**YOUR TASK**
Copy the records below, swapping every "spectator" for "onlooker" and leaving everything else unchanged. Leave the pictures out of your copy.

**DATA FOR PROCESSING**
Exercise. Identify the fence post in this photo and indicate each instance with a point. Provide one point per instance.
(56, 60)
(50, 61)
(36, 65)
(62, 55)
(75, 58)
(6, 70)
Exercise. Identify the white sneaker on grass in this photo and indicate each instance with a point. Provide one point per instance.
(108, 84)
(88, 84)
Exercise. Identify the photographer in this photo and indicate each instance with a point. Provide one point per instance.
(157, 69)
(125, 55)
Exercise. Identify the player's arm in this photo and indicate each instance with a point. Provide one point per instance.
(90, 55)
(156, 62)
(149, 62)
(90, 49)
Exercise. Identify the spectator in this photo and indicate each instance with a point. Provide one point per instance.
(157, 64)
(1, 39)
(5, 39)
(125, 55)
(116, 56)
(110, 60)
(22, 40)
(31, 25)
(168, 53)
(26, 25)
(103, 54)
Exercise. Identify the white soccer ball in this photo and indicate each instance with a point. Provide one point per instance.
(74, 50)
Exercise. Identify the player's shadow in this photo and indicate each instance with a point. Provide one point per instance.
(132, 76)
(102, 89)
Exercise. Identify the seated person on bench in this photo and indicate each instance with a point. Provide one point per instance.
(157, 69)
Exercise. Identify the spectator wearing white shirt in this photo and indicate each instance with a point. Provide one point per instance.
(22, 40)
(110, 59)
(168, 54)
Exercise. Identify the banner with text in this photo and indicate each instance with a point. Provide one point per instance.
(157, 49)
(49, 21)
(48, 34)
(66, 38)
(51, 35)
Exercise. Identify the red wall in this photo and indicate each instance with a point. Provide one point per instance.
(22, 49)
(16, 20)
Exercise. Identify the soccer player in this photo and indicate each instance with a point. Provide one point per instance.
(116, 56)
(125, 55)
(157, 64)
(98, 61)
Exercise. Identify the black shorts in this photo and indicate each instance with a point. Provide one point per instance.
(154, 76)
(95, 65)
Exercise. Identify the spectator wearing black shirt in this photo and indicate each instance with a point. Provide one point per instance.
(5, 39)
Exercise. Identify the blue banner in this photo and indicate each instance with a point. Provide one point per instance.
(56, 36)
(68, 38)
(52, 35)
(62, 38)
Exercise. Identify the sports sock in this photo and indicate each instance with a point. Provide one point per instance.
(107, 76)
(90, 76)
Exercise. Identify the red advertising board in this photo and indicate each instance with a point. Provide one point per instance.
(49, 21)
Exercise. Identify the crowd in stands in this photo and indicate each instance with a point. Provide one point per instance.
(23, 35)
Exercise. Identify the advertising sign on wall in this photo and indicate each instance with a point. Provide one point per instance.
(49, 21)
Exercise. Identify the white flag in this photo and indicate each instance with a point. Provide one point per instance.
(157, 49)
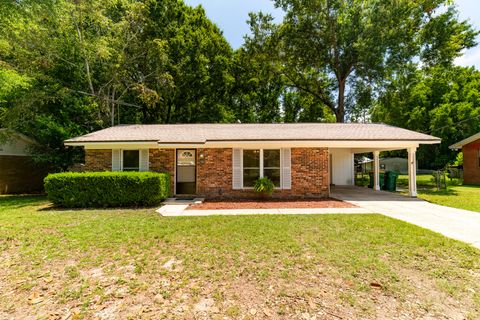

**IN RESPONSE**
Exercise. Identify the fence post in this photo and indicate each instance with a point. Provide one point per instance.
(56, 60)
(50, 61)
(36, 65)
(62, 55)
(75, 58)
(6, 70)
Exercise. Identify the white sneaker on grass in this photo and indicate each instance with a point. Provide one point per instance.
(108, 84)
(88, 84)
Exercise. Identify the photographer in this photo and indicate each instance with a point. Provide one point per instance.
(157, 69)
(125, 55)
Exercise. Identify the player's arm in this photo and indicate each instance with a point. Provide one point per instance.
(90, 55)
(156, 62)
(149, 62)
(90, 49)
Exercise. Identify the onlooker in this photo and indicate each instance with a point. Provide one point per instance.
(157, 64)
(1, 39)
(5, 39)
(125, 55)
(116, 56)
(110, 60)
(22, 40)
(31, 25)
(168, 53)
(26, 25)
(103, 54)
Exercise. Identify the white soccer ball in this photo and indicate each instance with a point. Provide one point per instance.
(74, 50)
Exercise. Identify the player's shadow in this photo and indicate each instance with a point. Provide one point per instance.
(132, 76)
(102, 89)
Exercise. Identify the seated person on bench in this photo and indicate each instance with a point. Provide one point per instance.
(157, 69)
Exercise. Identify the onlooker wearing white shirt in this photo and indicate each instance with a point. Provide one point per instance.
(22, 40)
(110, 59)
(168, 54)
Exercise. Identify the banner with text in this photo and indicate each instance with a point. Provide one point per instance.
(157, 49)
(49, 21)
(48, 34)
(66, 38)
(51, 35)
Exercise. Identify the red wall in this photo and indicate each instance with a point. Provide one point per instance.
(22, 49)
(16, 20)
Exercise. Identify the soccer player in this photo and indicate each instance with a point. Provide one point per instance.
(116, 56)
(125, 55)
(157, 64)
(98, 61)
Exercise. Identify the black shorts in this photo and indicate each instance with a point. Provide one point per instance.
(154, 76)
(95, 65)
Exercise. Identify the onlooker wearing black shirt in this photo and indicate each instance with a point. Provide one point per instance.
(5, 39)
Exercise. Identify the blue banner in this photo and indicate each instance with a point. Provide one point per instance.
(56, 36)
(68, 38)
(52, 35)
(62, 38)
Exercise. Identify the sports sock in this photo and indicate each instance with a point. Provide one point per instance.
(107, 76)
(90, 76)
Exercise. Identify the red advertising board in this photo and indicate each instance with a point. Provide one point per instance.
(49, 21)
Exercise. Identify the crowd in stands in this photo and indicate each instance with a point. Provide one point per instance.
(23, 35)
Exercise. Identify the advertising sign on wall in this photo and indicate each instance with a point. Provide one point per instance.
(49, 21)
Exercise. Identify the white flag in this photo and indicate each instance with a point. Provide one point per instance.
(157, 49)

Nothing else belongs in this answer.